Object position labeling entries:

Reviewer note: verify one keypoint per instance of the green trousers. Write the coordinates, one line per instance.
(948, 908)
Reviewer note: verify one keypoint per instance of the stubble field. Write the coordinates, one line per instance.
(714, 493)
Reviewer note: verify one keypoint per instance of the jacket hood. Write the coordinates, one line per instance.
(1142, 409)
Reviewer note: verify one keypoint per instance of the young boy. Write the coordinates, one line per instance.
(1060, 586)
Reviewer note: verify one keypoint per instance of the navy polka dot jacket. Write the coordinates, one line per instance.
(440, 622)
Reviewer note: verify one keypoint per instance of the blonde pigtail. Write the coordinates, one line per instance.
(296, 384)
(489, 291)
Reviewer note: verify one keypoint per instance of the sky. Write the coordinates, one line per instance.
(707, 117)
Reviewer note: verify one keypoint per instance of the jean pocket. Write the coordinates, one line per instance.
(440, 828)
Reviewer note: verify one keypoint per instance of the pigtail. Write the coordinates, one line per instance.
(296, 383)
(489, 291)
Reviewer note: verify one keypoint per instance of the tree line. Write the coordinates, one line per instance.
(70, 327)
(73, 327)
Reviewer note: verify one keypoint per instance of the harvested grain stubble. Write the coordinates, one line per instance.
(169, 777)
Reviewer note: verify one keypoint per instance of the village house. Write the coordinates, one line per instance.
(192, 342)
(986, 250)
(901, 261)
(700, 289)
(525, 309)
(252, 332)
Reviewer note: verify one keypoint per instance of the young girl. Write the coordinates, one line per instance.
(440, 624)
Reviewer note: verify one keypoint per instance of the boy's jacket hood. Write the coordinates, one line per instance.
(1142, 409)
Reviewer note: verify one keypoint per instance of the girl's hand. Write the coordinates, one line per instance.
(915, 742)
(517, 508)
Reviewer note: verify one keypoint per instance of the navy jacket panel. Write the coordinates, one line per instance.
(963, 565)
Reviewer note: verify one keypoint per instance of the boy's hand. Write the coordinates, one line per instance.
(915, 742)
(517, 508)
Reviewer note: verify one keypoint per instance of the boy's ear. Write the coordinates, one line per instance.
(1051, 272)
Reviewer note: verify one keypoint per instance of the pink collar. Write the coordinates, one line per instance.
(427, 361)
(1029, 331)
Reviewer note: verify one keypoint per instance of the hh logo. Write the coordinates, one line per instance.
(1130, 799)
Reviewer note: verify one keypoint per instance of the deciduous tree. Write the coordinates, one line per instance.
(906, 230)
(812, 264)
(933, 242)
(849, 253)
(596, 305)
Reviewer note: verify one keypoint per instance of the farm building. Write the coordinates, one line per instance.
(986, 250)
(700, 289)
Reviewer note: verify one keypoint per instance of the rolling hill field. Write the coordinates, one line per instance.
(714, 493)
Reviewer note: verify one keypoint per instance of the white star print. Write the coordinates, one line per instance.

WORK INSTRUCTIONS
Copy all the entries verbatim.

OUTPUT
Reviewer note: verify one keypoint per instance of the green trousers. Write the coordinates, one line per instance.
(948, 908)
Reviewer note: verify one keypoint per instance of the stubble field. Write the coordinates, one line per instance.
(714, 493)
Reviewer note: verify one keypoint per instance of the jacket hood. Write the coordinates, one line per instance.
(1142, 409)
Reviewer note: verify one keypoint per instance of the young boy. Write the coordinates, one line per instance.
(1060, 586)
Reviewer note: verify one keypoint per instance of the navy polka dot jacket. Write the coordinates, one line per instance.
(440, 622)
Reviewer note: verify one keypoint per instance of the blonde pigtail. Write the coordinates, one line per instance.
(296, 384)
(489, 291)
Reviewer note: verify one keypoint per instance of the sky. Write the coordinates, one line per instance.
(707, 117)
Reviewer note: verify one keypoint per instance of the jean pocket. Write the coordinates, one line per instance.
(440, 828)
Reviewer note: verify one keypoint per instance of the pigtail. Write the coordinates, one line per instance.
(296, 383)
(489, 291)
Reviewer note: verify one keypoint per instance of the tree line. Write the coordinates, one line per instance.
(70, 327)
(73, 327)
Reviewer note: verify one keypoint per instance of the harvested grain stubble. Write the coordinates, one line per instance.
(169, 777)
Reviewer note: verify one keypoint per instance of the village house. Write the coordinates, one line per instance.
(192, 342)
(986, 250)
(901, 261)
(700, 289)
(525, 309)
(252, 332)
Reviewer note: verify one keypoint per instance of the young girl. Write the coordinates, one line per instance.
(440, 624)
Reviewer note: verify one keypoint per instance of the boy's jacket hood. Write the coordinates, one line per instance.
(1142, 409)
Reviewer note: verify one keypoint per instance of the girl's hand. Write the coordinates, one line per instance.
(915, 742)
(517, 508)
Reviewer note: verify one keypoint per instance of the navy jacket panel. Write the coordinates, one line per instance.
(963, 565)
Reviewer note: verify one keypoint per instance of the boy's hand. Write the coordinates, one line per instance.
(915, 742)
(517, 508)
Reviewer note: verify one keypoint per instance of the boy's ear. Write the coordinates, one line per instance.
(1051, 272)
Reviewer note: verify one keypoint per instance of the pink collar. Write the coordinates, one line per instance.
(427, 361)
(1029, 331)
Reviewer note: verify one keypoint per instance of the hh logo. Write the coordinates, one line per instance.
(1130, 799)
Reviewer note: verify one keypoint per instance of the deciduous tree. Write the coordinates, one line per instance.
(906, 230)
(812, 264)
(933, 242)
(849, 253)
(596, 305)
Reviewer note: verify one keypoint per instance of the farm building. Write the coordinates, one line per instance.
(986, 250)
(700, 289)
Reviewer note: verify one keypoint per instance of the rolling hill field. Write the coordinates, one line per instance.
(714, 493)
Reviewer note: verify one keypoint per instance of the white star print. Write the coordinates, one line per instance.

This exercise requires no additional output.